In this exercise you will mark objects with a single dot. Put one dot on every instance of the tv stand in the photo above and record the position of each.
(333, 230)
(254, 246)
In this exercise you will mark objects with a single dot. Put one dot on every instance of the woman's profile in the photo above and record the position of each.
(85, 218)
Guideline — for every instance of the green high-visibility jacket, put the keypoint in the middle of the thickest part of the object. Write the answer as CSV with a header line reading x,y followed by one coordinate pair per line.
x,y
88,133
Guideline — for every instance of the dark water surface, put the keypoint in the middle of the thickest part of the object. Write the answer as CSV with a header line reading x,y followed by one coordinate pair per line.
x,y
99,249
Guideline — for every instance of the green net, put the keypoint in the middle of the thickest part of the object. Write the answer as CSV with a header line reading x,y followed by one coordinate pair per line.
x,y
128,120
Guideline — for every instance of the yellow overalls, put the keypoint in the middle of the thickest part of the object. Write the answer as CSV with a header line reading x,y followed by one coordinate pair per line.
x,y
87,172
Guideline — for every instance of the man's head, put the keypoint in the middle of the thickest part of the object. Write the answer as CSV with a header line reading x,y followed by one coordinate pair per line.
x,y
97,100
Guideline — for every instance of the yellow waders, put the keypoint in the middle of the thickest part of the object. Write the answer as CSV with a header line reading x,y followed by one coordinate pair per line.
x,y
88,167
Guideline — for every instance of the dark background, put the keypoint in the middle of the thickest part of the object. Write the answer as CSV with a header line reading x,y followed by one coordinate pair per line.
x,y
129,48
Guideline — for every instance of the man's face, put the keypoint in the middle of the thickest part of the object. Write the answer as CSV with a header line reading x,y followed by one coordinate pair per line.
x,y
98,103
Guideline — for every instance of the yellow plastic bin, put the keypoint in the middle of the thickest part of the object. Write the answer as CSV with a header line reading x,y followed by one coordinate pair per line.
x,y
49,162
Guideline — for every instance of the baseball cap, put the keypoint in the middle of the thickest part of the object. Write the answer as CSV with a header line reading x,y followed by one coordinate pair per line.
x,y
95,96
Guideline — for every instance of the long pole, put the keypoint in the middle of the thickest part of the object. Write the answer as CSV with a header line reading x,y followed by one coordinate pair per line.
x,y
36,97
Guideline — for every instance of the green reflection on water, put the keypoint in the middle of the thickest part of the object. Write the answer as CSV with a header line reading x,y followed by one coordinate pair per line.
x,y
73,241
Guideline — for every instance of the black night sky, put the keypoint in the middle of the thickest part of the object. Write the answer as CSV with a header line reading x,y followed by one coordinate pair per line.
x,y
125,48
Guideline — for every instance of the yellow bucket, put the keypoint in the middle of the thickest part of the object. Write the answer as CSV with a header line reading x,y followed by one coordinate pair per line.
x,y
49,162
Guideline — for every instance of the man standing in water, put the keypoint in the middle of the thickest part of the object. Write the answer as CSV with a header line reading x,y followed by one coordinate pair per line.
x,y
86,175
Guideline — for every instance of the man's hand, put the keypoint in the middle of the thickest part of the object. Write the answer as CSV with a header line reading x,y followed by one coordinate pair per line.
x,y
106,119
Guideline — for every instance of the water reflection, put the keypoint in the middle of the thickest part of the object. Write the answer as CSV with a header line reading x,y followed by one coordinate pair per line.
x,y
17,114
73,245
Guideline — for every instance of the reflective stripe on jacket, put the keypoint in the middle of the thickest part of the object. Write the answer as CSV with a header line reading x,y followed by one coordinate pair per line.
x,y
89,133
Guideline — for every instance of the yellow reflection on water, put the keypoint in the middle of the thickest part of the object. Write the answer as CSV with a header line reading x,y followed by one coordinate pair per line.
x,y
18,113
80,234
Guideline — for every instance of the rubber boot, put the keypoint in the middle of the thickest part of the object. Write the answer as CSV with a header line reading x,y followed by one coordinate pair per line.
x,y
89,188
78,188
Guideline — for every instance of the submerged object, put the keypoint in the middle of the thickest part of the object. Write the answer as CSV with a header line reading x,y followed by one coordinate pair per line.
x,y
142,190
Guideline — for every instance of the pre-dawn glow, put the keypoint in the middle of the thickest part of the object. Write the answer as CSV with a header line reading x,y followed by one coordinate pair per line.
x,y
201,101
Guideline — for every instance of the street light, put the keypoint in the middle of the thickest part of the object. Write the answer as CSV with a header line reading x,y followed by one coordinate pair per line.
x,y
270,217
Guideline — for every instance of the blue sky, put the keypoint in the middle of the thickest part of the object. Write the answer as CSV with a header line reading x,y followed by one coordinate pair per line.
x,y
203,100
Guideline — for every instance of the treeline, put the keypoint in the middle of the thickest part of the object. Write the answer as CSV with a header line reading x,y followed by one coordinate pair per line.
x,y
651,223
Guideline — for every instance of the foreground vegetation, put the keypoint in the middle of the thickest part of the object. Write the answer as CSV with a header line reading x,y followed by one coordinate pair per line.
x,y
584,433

====

— TASK PROMPT —
From beginning to end, the data must be duplicated exactly.

— WRITTEN REPLY —
In this exercise you will mark objects with a single dot. Put one dot on every instance of the tv stand in the photo above and record the position of each.
(333, 230)
(254, 246)
In this exercise you will mark objects with a single dot. Put one dot on every instance of the woman's profile in the photo above and record the position of each.
(85, 218)
Guideline — for every instance of the green high-visibility jacket, put the keypoint in the middle of the thickest part of the object. Write the answer as CSV with a header line reading x,y followed by one coordinate pair per line.
x,y
88,133
Guideline — for every instance of the dark water surface, put the keypoint in the middle of the thickest part of the object. Write the answer as CSV with a header line reading x,y followed by one coordinate pair per line.
x,y
99,249
Guideline — for every instance of the green net, put the keypoint in the middle of the thickest part of the object. Write the answer as CSV with a header line reading x,y followed by one coordinate pair per line.
x,y
128,120
Guideline — for every instance of the yellow overalls, put the keypoint in the middle of the thickest part of the object. Write the answer as CSV with a header line reading x,y followed by one coordinate pair per line.
x,y
87,172
Guideline — for every instance of the man's head, put the keypoint in the middle of the thickest part of the object. Write the answer as CSV with a header line reading x,y followed by one coordinate pair per line.
x,y
97,100
Guideline — for every instance of the yellow waders, put the keypoint in the middle of the thickest part of the object. Write the answer as CSV with a header line reading x,y followed by one coordinate pair per line.
x,y
88,167
Guideline — for every instance of the dark background, put the keypoint in the middle of the thickest part of the object. Write the answer as CSV with a header line reading x,y followed by one coordinate pair per line.
x,y
129,48
Guideline — for every instance of the man's face, put the keypoint in the middle of the thickest part of the object. Write the answer as CSV with a header line reading x,y followed by one coordinate pair per line.
x,y
98,103
Guideline — for every instance of the yellow plastic bin, put the keypoint in the middle of the thickest part of the object. Write the answer as CSV with a header line reading x,y followed by one coordinate pair per line.
x,y
49,162
Guideline — for every instance of the baseball cap, put the keypoint in the middle of the thickest part of the object. Write the answer as CSV with a header line reading x,y followed by one coordinate pair per line.
x,y
95,96
Guideline — for every instance of the long pole, put the keypoint in the middle of the thickest part of the object. Write the answer as CSV with a header line reading x,y followed by one coordinate pair per line.
x,y
36,97
Guideline — for every instance of the green reflection on water, put the keypoint in the middle of the thickest part of the object. Write the answer as CSV with a header line reading x,y followed by one coordinate pair per line.
x,y
73,241
Guideline — for every instance of the black night sky, put the keypoint in the middle of the thickest part of the object. Write the answer as CSV with a header line reading x,y followed by one coordinate pair per line.
x,y
125,48
Guideline — for every instance of the yellow bucket, put the keypoint in the middle of the thickest part of the object. Write the answer as CSV with a header line reading x,y followed by one coordinate pair per line.
x,y
49,162
Guideline — for every instance of the man standing in water, put the keypoint in the middle of the thickest part of the object. Write the answer as CSV with a header line reading x,y followed by one coordinate pair per line.
x,y
86,175
Guideline — for every instance of the man's hand, put the keypoint in the middle of the thickest part of the object. Write the answer as CSV with a header line reading x,y followed by one coordinate pair per line.
x,y
106,119
Guideline — for every instance of the water reflection, put the keypoint in the middle of the thickest part of the object. Write the answer as CSV with a header line reading x,y followed by one coordinate pair per line.
x,y
17,114
73,245
Guideline — for every instance of the reflective stripe on jacket, put the keypoint in the middle of the thickest part of the object. Write the answer as CSV with a header line reading x,y followed by one coordinate pair per line.
x,y
89,133
Guideline — for every instance of the yellow reflection on water, put the keypoint in the middle of the thickest part of the object. Write the answer as CSV with a header line reading x,y followed by one coordinate pair per line.
x,y
18,113
80,234
Guideline — for every instance of the rubber boot, put the keypoint in the middle of the thickest part of the object. Write the answer as CSV with a header line reading x,y followed by one coordinate pair per line.
x,y
89,188
78,188
Guideline — for every instance of the submerged object, put the keypoint in the middle of the thickest part of the object. Write the answer as CSV with a header line reading x,y followed by one coordinate pair per line.
x,y
142,190
Guideline — for every instance of the pre-dawn glow, put the keypoint in the middle of the thickest part of the object. Write the answer as CSV with a header line reading x,y followed by one coordinate pair per line.
x,y
201,101
Guideline — for every instance of the street light, put the keypoint in the middle of the thickest part of the object. Write the answer as CSV with a header line reading x,y followed by one coordinate pair per line.
x,y
270,217
Guideline — for every instance of the blue sky, put the keypoint in the middle of the thickest part of the object. Write the answer as CSV with a header line reading x,y followed by one coordinate pair per line.
x,y
203,100
Guideline — for every instance of the treeline, put the keypoint in the middle of the thickest part of the object. Write the answer as CSV with a header line reading x,y followed by one coordinate pair per line.
x,y
651,223
Guideline — for every instance of the foreground vegetation, put the keypoint in the middle of the thickest part of the object. Write the answer as CSV with a header line reading x,y followed by one coordinate pair per line.
x,y
584,433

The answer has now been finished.